> [Required tasks]:
A. From the NFS mailing-list reply, return the part that opens with the words containing "Please don't. You" and closes with "support for NFS.", copied without any change.
B. In the NFS mailing-list reply, what does the author say it would be safer to implement?
C. Write what comes next in the NFS mailing-list reply, picking up after its last line.

> [Document text]:

--- START ---

Please don't. You will end up regretting it in the long run.
Taking a chance on corrupted data or critical applications which
just fail is not worth the benefit.

It would safer for us to implement something which works like
the Solaris forced umount support for NFS.

Thanx...

ps

> Robin> This is the single worst aspect of adminning a Linux system that I,
> Robin> as a carreer sysadmin, have to deal with. In fact, it's really the
> Robin> only one I even dislike. At my current work place, we've lost
> Robin> multiple person-days to this issue, having to go around and reboot
> Robin> every Linux box that was hanging off a down NFS server.
>
> Robin> I know many other admins who also really want Solaris style
> Robin> "umount -f"; I'm sure if I passed the hat I could get a decent
> Robin> bounty together for this feature; let me know if you're interested.
>
> Robin> Thanks.
>
> Robin> -Robin
>
> Robin> --
> Robin> http://www.digitalkingdom.org/~rlpowell/ *** http://www.lojban.org/
> Robin> Reason #237 To Learn Lojban: "Homonyms: Their Grate!"

--- END ---

> [Recorded data]:

--- START ---

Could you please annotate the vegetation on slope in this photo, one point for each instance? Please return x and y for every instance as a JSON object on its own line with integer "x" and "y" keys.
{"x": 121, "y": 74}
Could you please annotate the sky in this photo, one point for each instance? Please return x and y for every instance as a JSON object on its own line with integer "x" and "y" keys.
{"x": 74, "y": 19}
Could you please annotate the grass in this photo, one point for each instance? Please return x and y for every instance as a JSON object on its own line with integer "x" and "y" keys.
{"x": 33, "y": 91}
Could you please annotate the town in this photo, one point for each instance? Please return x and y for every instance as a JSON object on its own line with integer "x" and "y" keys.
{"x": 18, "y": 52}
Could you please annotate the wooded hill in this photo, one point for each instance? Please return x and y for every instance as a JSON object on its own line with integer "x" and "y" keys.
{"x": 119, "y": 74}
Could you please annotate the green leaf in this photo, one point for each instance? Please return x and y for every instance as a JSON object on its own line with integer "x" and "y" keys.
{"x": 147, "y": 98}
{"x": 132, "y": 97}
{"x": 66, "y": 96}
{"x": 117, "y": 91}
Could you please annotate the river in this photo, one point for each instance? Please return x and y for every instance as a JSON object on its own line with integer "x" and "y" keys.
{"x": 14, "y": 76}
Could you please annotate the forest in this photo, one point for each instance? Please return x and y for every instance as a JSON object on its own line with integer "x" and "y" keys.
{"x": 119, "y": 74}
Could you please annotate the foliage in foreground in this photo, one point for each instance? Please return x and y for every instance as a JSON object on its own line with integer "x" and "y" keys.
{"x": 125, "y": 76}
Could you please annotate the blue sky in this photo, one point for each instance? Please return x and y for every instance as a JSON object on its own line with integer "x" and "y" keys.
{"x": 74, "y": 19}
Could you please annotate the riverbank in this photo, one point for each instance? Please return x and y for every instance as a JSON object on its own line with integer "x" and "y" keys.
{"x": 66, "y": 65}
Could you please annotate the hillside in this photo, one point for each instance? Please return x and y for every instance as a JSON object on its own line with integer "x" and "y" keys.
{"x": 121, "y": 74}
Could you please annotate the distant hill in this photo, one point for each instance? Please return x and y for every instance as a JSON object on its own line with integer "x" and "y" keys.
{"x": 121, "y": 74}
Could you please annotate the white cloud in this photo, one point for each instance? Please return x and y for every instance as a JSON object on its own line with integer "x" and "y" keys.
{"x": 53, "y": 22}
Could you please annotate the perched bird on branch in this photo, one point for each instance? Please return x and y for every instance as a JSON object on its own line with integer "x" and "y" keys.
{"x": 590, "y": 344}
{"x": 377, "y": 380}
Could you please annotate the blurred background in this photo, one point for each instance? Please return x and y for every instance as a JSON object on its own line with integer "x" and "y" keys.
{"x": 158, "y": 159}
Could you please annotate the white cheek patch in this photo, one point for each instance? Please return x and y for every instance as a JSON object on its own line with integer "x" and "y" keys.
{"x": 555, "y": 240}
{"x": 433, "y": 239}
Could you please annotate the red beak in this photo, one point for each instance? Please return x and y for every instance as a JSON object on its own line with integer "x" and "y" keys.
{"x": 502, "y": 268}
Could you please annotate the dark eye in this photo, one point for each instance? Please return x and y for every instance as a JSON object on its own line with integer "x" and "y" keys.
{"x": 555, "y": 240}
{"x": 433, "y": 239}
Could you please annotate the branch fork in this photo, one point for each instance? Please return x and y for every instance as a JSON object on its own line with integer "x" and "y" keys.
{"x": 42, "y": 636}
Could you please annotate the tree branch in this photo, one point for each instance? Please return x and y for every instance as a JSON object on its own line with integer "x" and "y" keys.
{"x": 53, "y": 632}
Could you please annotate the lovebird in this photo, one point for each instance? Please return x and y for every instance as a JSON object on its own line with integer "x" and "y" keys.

--- END ---

> [Answers for the tasks]:
A.
Please don't. You will end up regretting it in the long run.
Taking a chance on corrupted data or critical applications which
just fail is not worth the benefit.

It would safer for us to implement something which works like
the Solaris forced umount support for NFS.

B. Something that works like the Solaris forced umount support for NFS.

C.
> Robin> Proud Supporter of the Singularity Institute - http://singinst.org/
> Robin> -
> Robin> To unsubscribe from this list: send the line "unsubscribe linux-kernel" in
> Robin> the body of a message to [email protected]
> Robin> More majordomo info at http://vger.kernel.org/majordomo-info.html
> Robin> Please read the FAQ at http://www.tux.org/lkml/
>
>
> Robin> !DSPAM:46ca1d9676791030010506!
> -
> To unsubscribe from this list: send the line "unsubscribe linux-kernel" in
> the body of a message to [email protected]
> More majordomo info at http://vger.kernel.org/majordomo-info.html
> Please read the FAQ at http://www.tux.org/lkml/
>

2007-08-21 17:14:21

by Chakri n

[permalink] [raw]
Subject: Re: NFS hang + umount -f: better behaviour requested.

To add to the pain, lsof or fuser hang on unresponsive shares.

I wrote my own wrapper to go through the "/proc/<pid>" file tables and
find any process using the unresponsive mounts and kill those
processes.This works well.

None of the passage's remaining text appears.